» **WHAT IS ASKED**: Report only the number of lines in the material below that contain the string "white", treating uppercase and lowercase letters as distinct.

» **TASK MATERIAL**:

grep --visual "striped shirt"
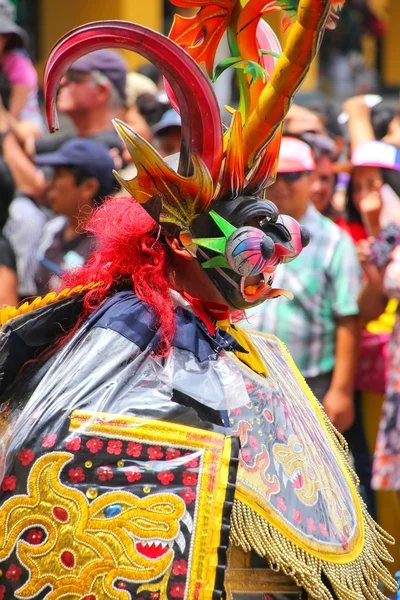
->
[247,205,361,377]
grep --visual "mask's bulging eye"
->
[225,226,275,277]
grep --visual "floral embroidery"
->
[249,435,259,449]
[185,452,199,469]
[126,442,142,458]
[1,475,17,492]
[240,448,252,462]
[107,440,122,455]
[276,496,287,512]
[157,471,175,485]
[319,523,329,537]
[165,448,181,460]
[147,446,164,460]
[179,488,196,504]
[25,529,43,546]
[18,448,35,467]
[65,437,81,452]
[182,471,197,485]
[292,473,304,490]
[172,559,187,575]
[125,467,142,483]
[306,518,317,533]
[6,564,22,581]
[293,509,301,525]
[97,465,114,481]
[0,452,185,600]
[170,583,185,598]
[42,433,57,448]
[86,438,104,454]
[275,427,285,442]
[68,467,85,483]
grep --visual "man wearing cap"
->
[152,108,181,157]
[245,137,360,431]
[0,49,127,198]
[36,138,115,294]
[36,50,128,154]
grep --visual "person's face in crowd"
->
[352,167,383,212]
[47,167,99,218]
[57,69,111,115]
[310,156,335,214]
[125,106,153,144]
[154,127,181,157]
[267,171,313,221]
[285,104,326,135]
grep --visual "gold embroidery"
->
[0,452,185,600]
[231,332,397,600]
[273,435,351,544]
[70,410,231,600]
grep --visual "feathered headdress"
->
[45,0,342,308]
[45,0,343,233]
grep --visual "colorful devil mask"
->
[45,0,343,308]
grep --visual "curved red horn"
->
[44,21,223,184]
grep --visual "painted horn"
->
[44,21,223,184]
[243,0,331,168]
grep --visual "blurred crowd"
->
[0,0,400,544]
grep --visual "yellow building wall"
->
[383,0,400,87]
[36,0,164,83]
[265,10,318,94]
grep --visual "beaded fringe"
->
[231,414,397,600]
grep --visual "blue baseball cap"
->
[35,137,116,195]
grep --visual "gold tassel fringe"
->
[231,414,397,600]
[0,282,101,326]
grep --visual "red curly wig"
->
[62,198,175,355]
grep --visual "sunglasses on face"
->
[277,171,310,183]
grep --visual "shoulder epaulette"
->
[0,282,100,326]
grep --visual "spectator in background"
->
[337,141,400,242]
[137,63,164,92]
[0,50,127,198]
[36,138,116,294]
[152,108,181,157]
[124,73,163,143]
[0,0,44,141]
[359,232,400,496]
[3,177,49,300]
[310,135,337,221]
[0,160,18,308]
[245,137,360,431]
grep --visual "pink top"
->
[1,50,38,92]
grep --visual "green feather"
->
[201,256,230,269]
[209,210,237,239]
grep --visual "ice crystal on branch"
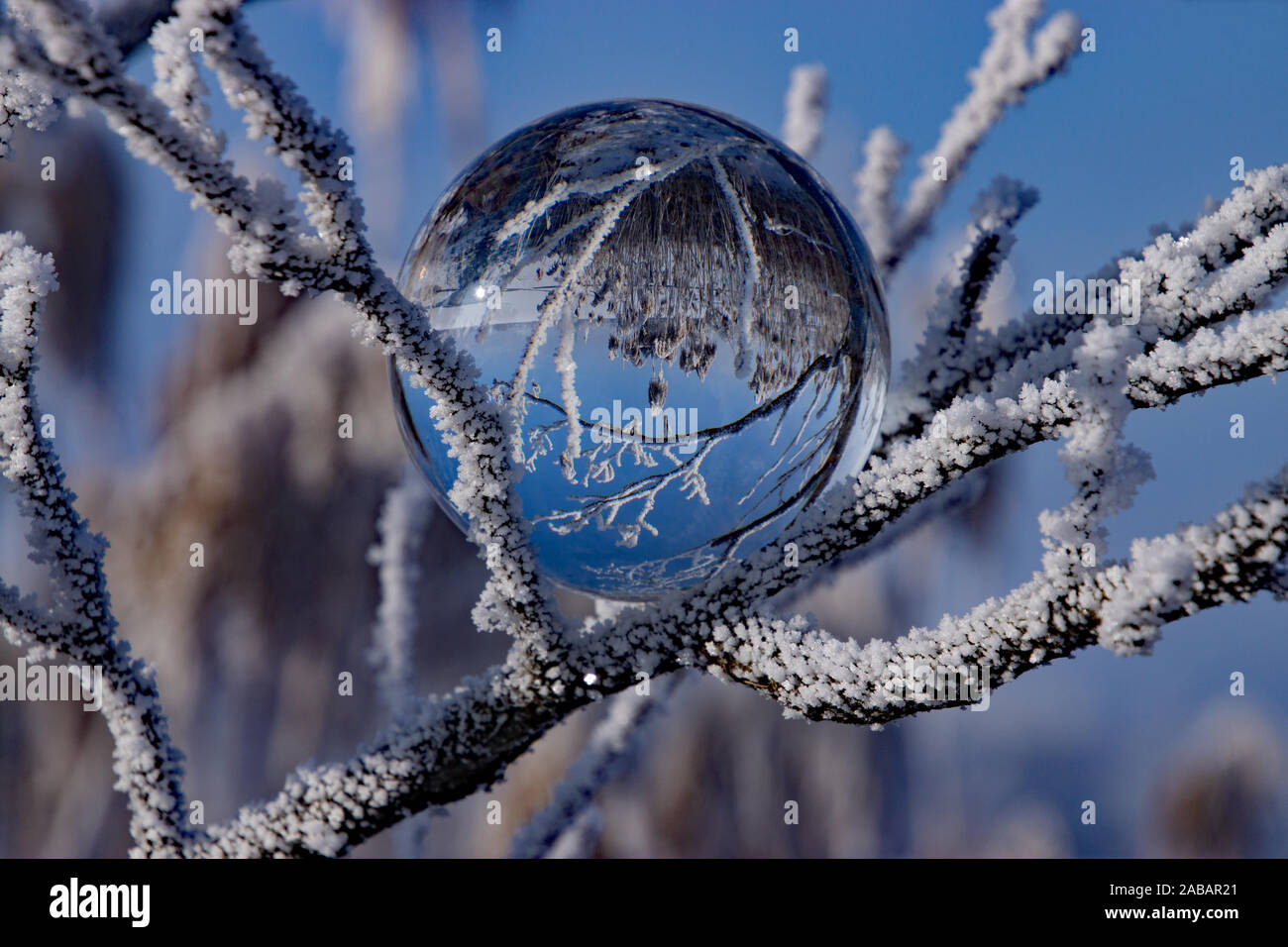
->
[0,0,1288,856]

--

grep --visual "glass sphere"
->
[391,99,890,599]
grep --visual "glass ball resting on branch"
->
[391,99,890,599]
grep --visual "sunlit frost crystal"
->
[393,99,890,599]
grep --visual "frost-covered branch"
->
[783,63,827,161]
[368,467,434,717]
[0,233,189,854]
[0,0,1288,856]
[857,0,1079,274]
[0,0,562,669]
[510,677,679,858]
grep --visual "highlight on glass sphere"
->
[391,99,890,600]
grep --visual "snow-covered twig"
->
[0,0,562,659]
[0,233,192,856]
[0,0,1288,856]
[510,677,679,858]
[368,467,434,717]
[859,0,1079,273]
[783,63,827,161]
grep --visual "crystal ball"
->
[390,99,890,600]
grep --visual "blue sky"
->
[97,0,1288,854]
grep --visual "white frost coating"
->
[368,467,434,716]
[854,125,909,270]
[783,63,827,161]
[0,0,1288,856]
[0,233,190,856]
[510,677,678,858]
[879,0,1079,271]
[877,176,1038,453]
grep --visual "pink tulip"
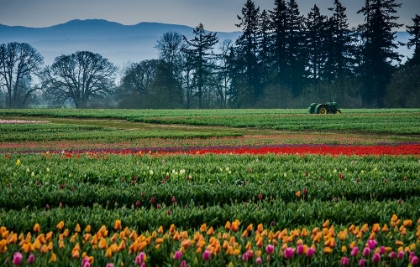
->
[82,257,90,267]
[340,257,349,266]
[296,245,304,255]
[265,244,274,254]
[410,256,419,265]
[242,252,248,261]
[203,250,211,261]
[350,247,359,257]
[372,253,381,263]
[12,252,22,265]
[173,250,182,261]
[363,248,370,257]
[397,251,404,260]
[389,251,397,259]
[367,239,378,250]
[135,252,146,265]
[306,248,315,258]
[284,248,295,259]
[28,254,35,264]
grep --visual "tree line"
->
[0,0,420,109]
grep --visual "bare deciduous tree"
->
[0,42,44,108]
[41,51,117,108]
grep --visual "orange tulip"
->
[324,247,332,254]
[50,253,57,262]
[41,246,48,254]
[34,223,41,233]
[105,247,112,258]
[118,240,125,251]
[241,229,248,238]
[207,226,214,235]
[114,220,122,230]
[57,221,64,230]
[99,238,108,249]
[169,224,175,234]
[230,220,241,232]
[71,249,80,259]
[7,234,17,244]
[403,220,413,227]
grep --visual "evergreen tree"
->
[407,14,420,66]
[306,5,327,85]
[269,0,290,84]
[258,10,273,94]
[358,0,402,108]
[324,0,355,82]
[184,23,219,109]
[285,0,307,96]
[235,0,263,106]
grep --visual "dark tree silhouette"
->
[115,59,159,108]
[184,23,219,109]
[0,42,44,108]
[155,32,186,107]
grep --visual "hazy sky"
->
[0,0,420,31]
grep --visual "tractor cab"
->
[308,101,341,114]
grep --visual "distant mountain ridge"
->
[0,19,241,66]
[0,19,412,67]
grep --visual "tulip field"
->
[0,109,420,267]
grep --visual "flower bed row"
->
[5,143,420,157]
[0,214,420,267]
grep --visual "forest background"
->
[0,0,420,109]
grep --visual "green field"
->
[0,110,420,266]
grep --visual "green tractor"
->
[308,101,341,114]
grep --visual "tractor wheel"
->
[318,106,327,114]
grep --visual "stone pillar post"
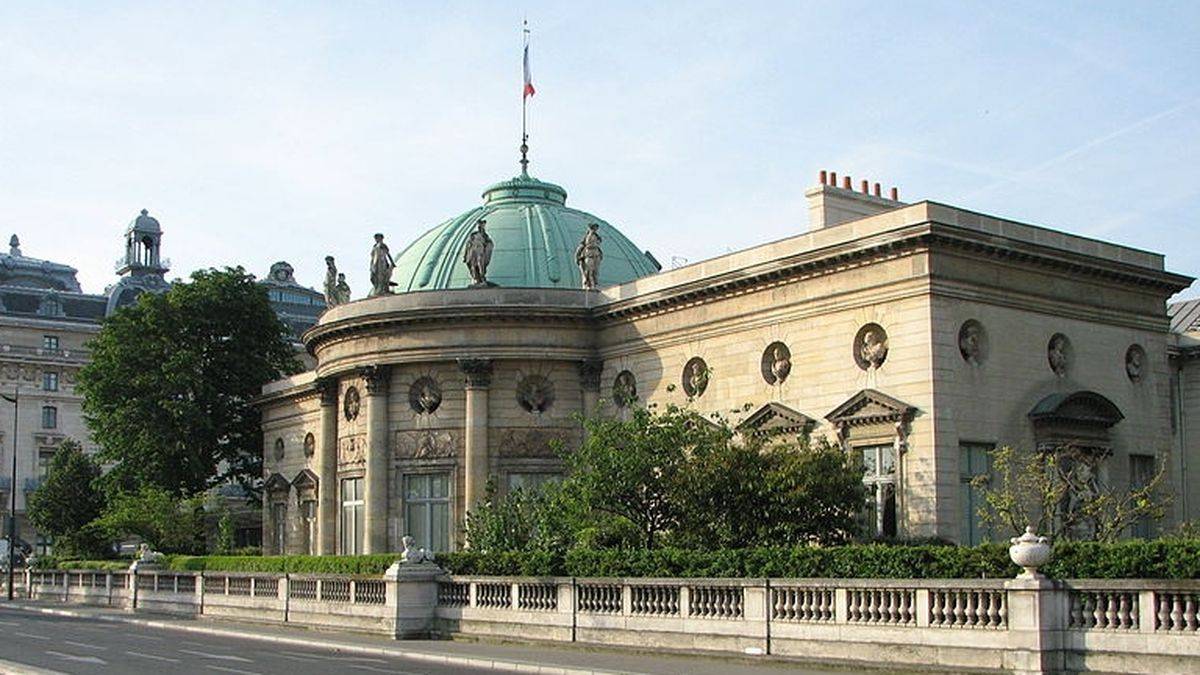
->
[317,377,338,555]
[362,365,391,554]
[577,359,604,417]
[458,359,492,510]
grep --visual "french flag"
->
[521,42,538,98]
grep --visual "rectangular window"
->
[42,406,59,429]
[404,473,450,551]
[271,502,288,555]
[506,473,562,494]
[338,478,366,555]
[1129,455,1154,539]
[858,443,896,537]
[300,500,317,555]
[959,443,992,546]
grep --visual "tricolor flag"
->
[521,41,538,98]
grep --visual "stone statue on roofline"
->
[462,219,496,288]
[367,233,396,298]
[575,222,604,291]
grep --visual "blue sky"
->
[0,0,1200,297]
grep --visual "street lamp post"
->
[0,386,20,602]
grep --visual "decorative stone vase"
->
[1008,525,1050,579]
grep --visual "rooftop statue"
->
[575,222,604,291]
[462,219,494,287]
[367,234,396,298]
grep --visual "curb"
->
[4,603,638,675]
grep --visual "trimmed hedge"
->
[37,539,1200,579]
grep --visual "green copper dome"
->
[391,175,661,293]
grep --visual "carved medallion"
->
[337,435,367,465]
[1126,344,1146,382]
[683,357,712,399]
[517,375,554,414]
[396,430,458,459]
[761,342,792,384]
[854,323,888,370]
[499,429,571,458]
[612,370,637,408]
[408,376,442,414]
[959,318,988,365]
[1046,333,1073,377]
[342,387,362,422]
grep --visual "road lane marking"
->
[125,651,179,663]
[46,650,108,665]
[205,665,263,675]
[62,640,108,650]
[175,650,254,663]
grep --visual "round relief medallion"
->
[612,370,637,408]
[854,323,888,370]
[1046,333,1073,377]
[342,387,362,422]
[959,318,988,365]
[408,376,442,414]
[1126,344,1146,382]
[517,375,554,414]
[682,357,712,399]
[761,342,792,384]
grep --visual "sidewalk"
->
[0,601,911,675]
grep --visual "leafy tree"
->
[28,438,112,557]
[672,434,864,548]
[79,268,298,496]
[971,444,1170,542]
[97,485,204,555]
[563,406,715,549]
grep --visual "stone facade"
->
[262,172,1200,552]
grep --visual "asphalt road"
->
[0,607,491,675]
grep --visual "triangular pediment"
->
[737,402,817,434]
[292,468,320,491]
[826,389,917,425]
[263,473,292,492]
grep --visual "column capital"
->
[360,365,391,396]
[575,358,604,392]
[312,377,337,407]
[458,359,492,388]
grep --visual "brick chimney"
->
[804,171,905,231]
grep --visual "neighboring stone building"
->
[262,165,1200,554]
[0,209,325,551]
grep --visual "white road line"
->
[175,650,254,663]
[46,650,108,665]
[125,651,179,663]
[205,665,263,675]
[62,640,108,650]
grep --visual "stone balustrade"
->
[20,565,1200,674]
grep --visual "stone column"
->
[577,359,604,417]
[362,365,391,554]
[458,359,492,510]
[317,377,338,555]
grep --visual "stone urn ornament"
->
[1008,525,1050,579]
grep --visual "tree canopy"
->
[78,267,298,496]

» **ANSWER IN FULL**: 2